▸ **Extrait**
────────

L’histoire presque centenaire d’une « agriculture permanente » devenue « culture permanente »
Les principes de la Permaculture commencèrent à être évoqués dans les travaux de quelques précurseurs à la fin des années 1920 et au début des années 1930 : Joseph Russell Smith, puis inspiré par ce dernier Toyohiko Kagaw. A partir des années 1960, d’autres initiatives se développèrent tant en Australie qu’au Japon.
À la fin des années 1960, Bill Mollison et David Holmgren ont commencé à développer des idées sur les systèmes agricoles, en opposition à des process industriels polluants et destructeurs de la biodiversité. En réponse aux dégâts occasionnés, ils publient en 1978 un premier livre qui conceptualise leur méthode : « Permaculture One ». Mollison poursuit ses travaux à partir d’expérimentations sur le terrain et publie en 1980 «Permaculture : A Designers Manual ».
Les conférences et les enseignements de Mollison, délivrés dans plus de 80 pays, ont assuré la diffusion de la Permaculture : les personnes formées deviennent elles-mêmes enseignants. Une formation officielle a vu le jour. L’effet multiplicateur s’est avéré particulièrement efficace.
Quelques propositions de définition de la Permaculture
Pour Bill Mollison l’un des co-fondateurs de la Permaculture : « La permaculture est une démarche de conception éthique visant à construire des habitats humains durables en imitant le fonctionnement de la nature [1]».
Kurt Forster, décrit la Permaculture comme « une méthode de planification et d’aménagement qui rend possible la survie sur terre en accord avec la nature [2]». Il en donne les trois principes d’aménagement les plus importants :
- « l’utilisation efficiente des ressources existantes,
- la diversité au lieu de l’unicité (la biodiversité),
- l’optimisation des liens croisés (mise en relation).
Il s’agit de résoudre les problèmes de façon créative ».
Pour Claire Véret – Horizon Permaculture[3], la Permaculture est avant tout « une invitation à agir concrètement et à apporter des solutions ». C’est une démarche de transition collective[4].
Au fondement de la Permaculture, elle pose « trois piliers :
- prendre la responsabilité de sa vie à la seconde où je le décide,
- faire partie de la solution, à chaque minute,
- réduire mes consommations énergétiques de manière heureuse ».
Wikipédia, l’encyclopédie collaborative en ligne, propose une approche très fournie sur ce thème : « La permaculture est une méthode systémique et globale qui vise à concevoir des systèmes (par exemple des habitats humains et des systèmes agricoles, mais cela peut être appliqué à n’importe quel système) en s’inspirant de l’écologie naturelle (biomimétisme ou écomimétisme) et de la tradition. Elle n’est pas une méthode figée mais un « mode d’action » qui prend en considération la biodiversité de chaque écosystème. Elle ambitionne une production agricole durable, très économe en énergie (autant en ce qui concerne le carburant que le travail manuel et mécanique) et respectueuse des êtres vivants et de leurs relations réciproques, tout en laissant à la nature « sauvage » le plus de place possible ».
Ces propositions de définition sont bien sûr non exhaustives car, les publications, les ouvrages en librairies, les articles sur Internet, les vidéos, sont très nombreux… La recherche en ligne est particulièrement fructueuse, elle est vivement conseillée.

────────

▸ **Données fournies**

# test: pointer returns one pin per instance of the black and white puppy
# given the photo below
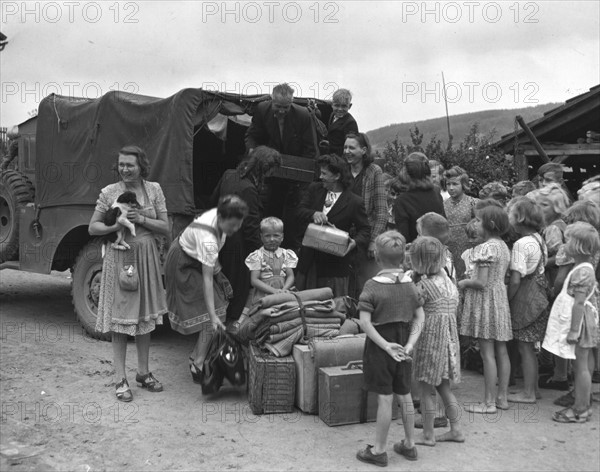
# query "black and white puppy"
(118, 213)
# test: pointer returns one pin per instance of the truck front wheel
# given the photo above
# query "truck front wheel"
(87, 273)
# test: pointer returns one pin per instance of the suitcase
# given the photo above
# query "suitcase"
(341, 393)
(326, 238)
(271, 384)
(321, 353)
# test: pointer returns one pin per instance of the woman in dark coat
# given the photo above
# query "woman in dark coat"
(420, 197)
(246, 182)
(331, 201)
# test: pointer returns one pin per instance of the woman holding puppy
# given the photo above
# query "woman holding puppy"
(132, 300)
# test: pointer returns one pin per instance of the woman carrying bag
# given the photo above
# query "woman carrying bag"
(197, 291)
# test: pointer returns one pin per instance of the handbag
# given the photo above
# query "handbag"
(327, 239)
(128, 276)
(531, 298)
(231, 361)
(223, 359)
(212, 373)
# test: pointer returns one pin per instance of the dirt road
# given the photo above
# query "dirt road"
(58, 410)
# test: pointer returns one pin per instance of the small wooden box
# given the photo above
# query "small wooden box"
(326, 239)
(272, 382)
(299, 169)
(340, 396)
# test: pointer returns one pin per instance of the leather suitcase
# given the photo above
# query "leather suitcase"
(326, 238)
(341, 393)
(321, 353)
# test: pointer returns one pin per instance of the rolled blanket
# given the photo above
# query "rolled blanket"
(285, 346)
(320, 294)
(283, 326)
(279, 312)
(312, 330)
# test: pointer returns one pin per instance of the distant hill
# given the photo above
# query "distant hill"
(502, 121)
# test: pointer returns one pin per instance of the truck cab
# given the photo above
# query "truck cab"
(66, 155)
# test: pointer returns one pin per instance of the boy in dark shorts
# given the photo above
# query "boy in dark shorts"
(392, 315)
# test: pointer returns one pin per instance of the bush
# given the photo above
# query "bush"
(483, 162)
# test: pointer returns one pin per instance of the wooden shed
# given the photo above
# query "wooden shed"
(569, 134)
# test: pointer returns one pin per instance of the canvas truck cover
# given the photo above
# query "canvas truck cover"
(78, 142)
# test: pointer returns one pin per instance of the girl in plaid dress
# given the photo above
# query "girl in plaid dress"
(437, 354)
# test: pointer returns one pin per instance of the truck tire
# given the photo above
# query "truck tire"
(16, 191)
(85, 290)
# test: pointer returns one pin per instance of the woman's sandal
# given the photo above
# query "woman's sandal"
(148, 382)
(196, 373)
(571, 415)
(123, 392)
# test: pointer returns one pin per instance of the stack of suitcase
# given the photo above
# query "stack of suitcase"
(329, 380)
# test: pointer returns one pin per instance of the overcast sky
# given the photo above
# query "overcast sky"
(389, 54)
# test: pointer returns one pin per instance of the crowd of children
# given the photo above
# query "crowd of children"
(528, 277)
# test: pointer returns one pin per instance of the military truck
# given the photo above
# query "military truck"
(67, 154)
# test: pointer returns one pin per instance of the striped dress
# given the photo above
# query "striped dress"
(437, 354)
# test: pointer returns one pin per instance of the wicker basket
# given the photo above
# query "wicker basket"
(272, 383)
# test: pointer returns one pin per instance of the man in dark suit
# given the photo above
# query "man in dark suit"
(282, 125)
(288, 128)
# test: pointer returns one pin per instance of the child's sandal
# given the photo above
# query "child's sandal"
(571, 415)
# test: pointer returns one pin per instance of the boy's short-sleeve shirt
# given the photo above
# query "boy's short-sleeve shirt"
(390, 301)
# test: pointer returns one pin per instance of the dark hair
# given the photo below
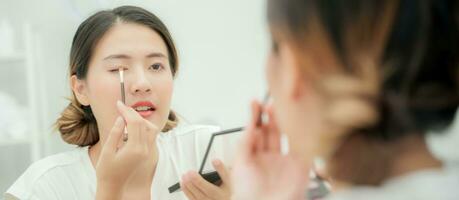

────────

▸ **Consigne 1**
Réécrivez sous forme de liste le paragraphe de l'extrait sur la permaculture qui commence par « À la fin des années 1960 ». Gardez ses faits principaux.
▸ **Consigne 2**
Répondez brièvement à ces questions sur l'extrait consacré à la permaculture.
(a) Dans quels pays d'autres initiatives se développèrent-elles à partir des années 1960 ?
(b) Dans combien de pays les conférences et les enseignements de Mollison ont-ils été délivrés ?
(c) Quel est le premier des trois principes d'aménagement cités par Kurt Forster ?
▸ **Consigne 3**
Prolongez le texte sur la permaculture à partir de sa dernière phrase.

▸ **Réponse attendue 1**
- Fin des années 1960 : Bill Mollison et David Holmgren commencent à développer des idées sur les systèmes agricoles, en opposition aux process industriels polluants et destructeurs de la biodiversité.
- 1978 : en réponse aux dégâts occasionnés, ils publient « Permaculture One », un premier livre qui conceptualise leur méthode.
- 1980 : après des expérimentations sur le terrain, Mollison publie « Permaculture : A Designers Manual ».

▸ **Réponse attendue 2**
(a) En Australie et au Japon.
(b) Dans plus de 80 pays.
(c) L'utilisation efficiente des ressources existantes.

▸ **Réponse attendue 3**
Les trois principes éthiques en Permaculture
Claire Véret – Horizon Permaculture (déjà citée) formule l’éthique de la Permaculture : « prendre soin des humains, prendre soin de la nature et partager équitablement[5] ».
Elle développe les trois principes qui explicitent cette éthique :
- 1er principe éthique : Prendre soin de la terre. « Il s’agit dans chacune de nos actions de reconstituer nos sols et de soutenir la vie qui nous nourrit » ;
- 2ème principe éthique : Prendre soin de l’humain. « Pour cela, il faut commencer par s’occuper de soi-même car tant que je ne vais pas bien, je ne peux raisonnablement pas m’occuper de mon entourage. Il s’agit de se poser la question de ce qui m’anime et me met en joie et de m’y investir pleinement » ;
- 3ème principe éthique : partager équitablement. « Avoir un niveau de consommation qui ne compromet pas celui de sept milliards et demi d’humains sur la planète […] produire de l’abondance et la partager [6]».
Ces trois principes sont représentés dans une « fleur trilobée »[7]
Le troisième principe appelle à différentes formulations : « partage équitable » ou « limitation de la population et de la consommation », « redistribuer les surplus ». Il s’agit dans tous les cas d’un principe d’autorégulation qui invite à la réflexion sur l’étendue de nos besoins. Le philosophe Patrick Viveret montre avec brio comment la société de consommation s’appuie sur une vaste entreprise de manipulation (la publicité) dont l’effet est de nous faire confondre nos désirs et nos besoins[8].
Dans la formulation anglaise « Earth care, people care, fair share » malaisée à traduire en français, la troisième expression exprime synthétiquement qu’il s’agit de « prendre sa juste part ».
Qu’est-ce que le design en Permaculture ?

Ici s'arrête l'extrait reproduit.